Aaron Jones may have sold his first muscle car due to lack of funds, but he’s gone on to create the Dodge Charger of his dreams.
Growing up as a muscle car fan these days has both its advantages and disadvantages. On one hand, the internet has made finding parts a far simpler task than ever before. Hell, you don’t even need to actually talk to people, and you can do it while you’re pretending to work (apparently).
On the other hand, cars today are fetching a far higher price than ever before, but due to the internet we’re all well aware of what’s out there and it’s easy to fall in love with a car far outside your budget.
This was the situation Aaron Jones was in. Born a few decades too late to buy his dream Dodge Charger while they were going cheap, Aaron bought the next best thing, a VG Valiant. Owning such a car at a young age wasn’t an easy task. The maintenance required, the cost of upgrading parts and, ultimately, the blowout of a full rebuild got the best of him. While he didn’t want to let the car go, he simply couldn’t afford to keep it.
Many muscle car owners have been in the same situation, and it’s a distressing one. Lucky for Aaron though, his mum was as fond of the car as he was, and took it off his hands to see the rebuild through to completion.
Fast forward a few years, and young Aaron is now 30, and in a position where he can get back into the car scene, albeit with the car he really wanted all along, a 1988 Dodge Charger.
The budget didn’t stretch to a great condition vehicle, but that suited him just fine. After dealing with Kevin Shaw from Timeless Auto Restorations in Palmerston North with the Valiant, he knew Kevin could easily transform an ugly ducking into a swan, so to speak.
With Aaron living in Australia and working in the mines, the whole project was managed by Kevin, with regular phone calls to Australia and shop visits by Aaron’s mum. Of course, on the occasions when Aaron was back home, Timeless would be the first place he’d visit after stepping off the plane.
Like many cars of this age, plenty of panel replacements were required, although none due to rust, which made the big block manual car a good starting point.
A contact of Aaron’s, Tommy White in America, helped with sourcing various parts for the car, and Kevin is grateful for the parts received. With Aaron being based in remote parts of Australia, there wasn’t a lot else to do with his spare time than look on the internet for parts and, of course, look at other Chargers for ideas.

^^^^

* **Written instruction 1**
Copy the records word for word, beginning at the line that contains "Would you point out the plastic" and continuing through the end of the records.

(Records from a point labeling set)
^^^^

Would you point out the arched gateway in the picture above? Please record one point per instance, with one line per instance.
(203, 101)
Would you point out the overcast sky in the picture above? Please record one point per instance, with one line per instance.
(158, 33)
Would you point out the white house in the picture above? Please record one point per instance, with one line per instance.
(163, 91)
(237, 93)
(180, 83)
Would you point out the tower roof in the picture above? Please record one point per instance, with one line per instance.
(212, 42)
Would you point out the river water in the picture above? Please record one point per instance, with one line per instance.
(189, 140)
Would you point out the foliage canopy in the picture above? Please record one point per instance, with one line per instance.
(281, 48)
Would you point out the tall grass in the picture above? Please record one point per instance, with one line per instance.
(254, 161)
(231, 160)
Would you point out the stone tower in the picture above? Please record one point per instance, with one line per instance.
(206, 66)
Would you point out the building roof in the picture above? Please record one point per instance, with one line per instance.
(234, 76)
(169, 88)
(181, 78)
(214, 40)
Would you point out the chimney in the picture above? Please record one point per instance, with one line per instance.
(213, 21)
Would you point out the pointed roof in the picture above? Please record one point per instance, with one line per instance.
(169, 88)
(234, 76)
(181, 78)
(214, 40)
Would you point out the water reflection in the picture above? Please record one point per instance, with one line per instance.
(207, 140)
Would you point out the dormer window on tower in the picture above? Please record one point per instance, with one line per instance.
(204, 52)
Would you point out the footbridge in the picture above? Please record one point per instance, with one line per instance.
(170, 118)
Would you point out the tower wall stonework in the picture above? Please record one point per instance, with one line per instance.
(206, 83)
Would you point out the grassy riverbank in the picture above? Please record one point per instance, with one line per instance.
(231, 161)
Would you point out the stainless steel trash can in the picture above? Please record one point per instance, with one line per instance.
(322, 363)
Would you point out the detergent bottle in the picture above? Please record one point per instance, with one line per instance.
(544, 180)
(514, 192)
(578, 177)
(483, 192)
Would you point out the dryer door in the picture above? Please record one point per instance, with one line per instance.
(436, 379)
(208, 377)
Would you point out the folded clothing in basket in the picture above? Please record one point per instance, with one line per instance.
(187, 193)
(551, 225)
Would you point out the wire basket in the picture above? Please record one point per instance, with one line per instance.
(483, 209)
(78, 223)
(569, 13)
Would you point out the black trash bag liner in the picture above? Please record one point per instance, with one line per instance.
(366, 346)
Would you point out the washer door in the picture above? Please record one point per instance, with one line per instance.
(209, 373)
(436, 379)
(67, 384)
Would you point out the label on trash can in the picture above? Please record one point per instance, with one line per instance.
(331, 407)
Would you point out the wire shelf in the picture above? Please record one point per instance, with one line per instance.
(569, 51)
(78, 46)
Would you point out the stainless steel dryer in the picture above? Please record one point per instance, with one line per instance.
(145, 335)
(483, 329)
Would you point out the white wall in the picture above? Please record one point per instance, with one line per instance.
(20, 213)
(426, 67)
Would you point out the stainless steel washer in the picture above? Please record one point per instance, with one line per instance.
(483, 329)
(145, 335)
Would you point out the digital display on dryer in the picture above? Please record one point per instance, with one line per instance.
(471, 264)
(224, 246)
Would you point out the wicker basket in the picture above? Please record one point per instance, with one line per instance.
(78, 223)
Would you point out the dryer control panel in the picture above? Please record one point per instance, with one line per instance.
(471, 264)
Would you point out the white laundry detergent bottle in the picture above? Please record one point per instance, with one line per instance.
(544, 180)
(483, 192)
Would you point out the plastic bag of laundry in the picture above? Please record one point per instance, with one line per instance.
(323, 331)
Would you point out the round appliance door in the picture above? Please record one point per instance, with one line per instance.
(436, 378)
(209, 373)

^^^^

* **Written instruction 2**
In the Dodge Charger article, why was the restoration project managed by Kevin instead of by Aaron himself?

* **Solution 1**
Would you point out the plastic bag of laundry in the picture above? Please record one point per instance, with one line per instance.
(323, 331)
Would you point out the round appliance door in the picture above? Please record one point per instance, with one line per instance.
(436, 378)
(209, 373)

* **Solution 2**
Aaron was living in Australia and working in the mines, so Kevin managed the whole project. Aaron kept up with it through regular phone calls, and his mum visited the shop.